» Work to do:
Print the stretch of the Northern Renaissance passage below from "The Northern Renaissance, unlike" through "the same after-effects.", word for word.

The Northern Renaissance, unlike that of Italy, was marked by the centralization of political power as potent nation states emerged throughout Western Europe. The Northern Renaissance was also closely linked to the Protestant Reformation and the long series of internal and external conflicts that resulted.

Contents

Origins

Perhaps even more important than the initial outbreak of Renaissance in Northern Italy, was its spreading throughout Europe. Many of the same causes that helped cause change in Northern Italy also affected the rest of Europe. The Black Death was just as devastating in Northern Europe, with many of the same after-effects.

In addition, Western Europe was far more uniformly under the embrace of feudalism. This economic system had dominated Western Europe for a thousand years, but was on the decline at the beginning on the Renaissance. The reasons for this decline include the post-plague environment, the increasing use of money rather than land as a medium of exchange, the growing number of serfs living as freedmen, the formation of nation-states with monarchies interested in reducing the power of feudal lords, the increasing uselessness of feudal armies in the face of new military technology (such as gunpowder) and a general increase in agricultural productivity due to improving farming technology and methods. As in the Italy, the decline of feudalism opened the way for the cultral, social, and economic changes assosiated with the Renaissance in Western Europe.

Finally, the Renaissance in Western Europe would also be kindled by a weakening of the Catholic Church . The seeming inability of the Church to help with the devastating Black Plague, and the Western Schism contributed to a heavy loss of prestige across Europe. The slow demise of feudalism also weakened a long-established policy in which Church officials helped keep the population of the manor under control in return for tribute. Consequently, the early 15th century saw the rise of many secular institutions and beliefs. Among the most significant of these, humanism, would lay the philosophical grounds for much of Renaissance art, music, and science. Forms of artistic expression which a century ago would have been banned by the Church were now tolerated or even encouraged.

» Excerpted records:

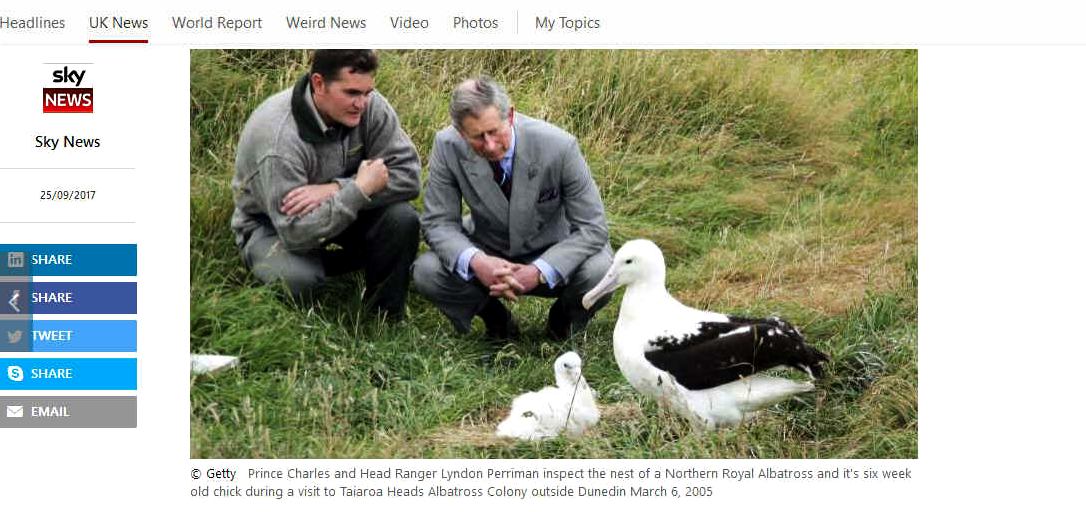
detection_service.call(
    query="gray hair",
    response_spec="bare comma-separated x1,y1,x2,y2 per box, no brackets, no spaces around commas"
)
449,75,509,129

» Answer:
The Northern Renaissance, unlike that of Italy, was marked by the centralization of political power as potent nation states emerged throughout Western Europe. The Northern Renaissance was also closely linked to the Protestant Reformation and the long series of internal and external conflicts that resulted.

Contents

Origins

Perhaps even more important than the initial outbreak of Renaissance in Northern Italy, was its spreading throughout Europe. Many of the same causes that helped cause change in Northern Italy also affected the rest of Europe. The Black Death was just as devastating in Northern Europe, with many of the same after-effects.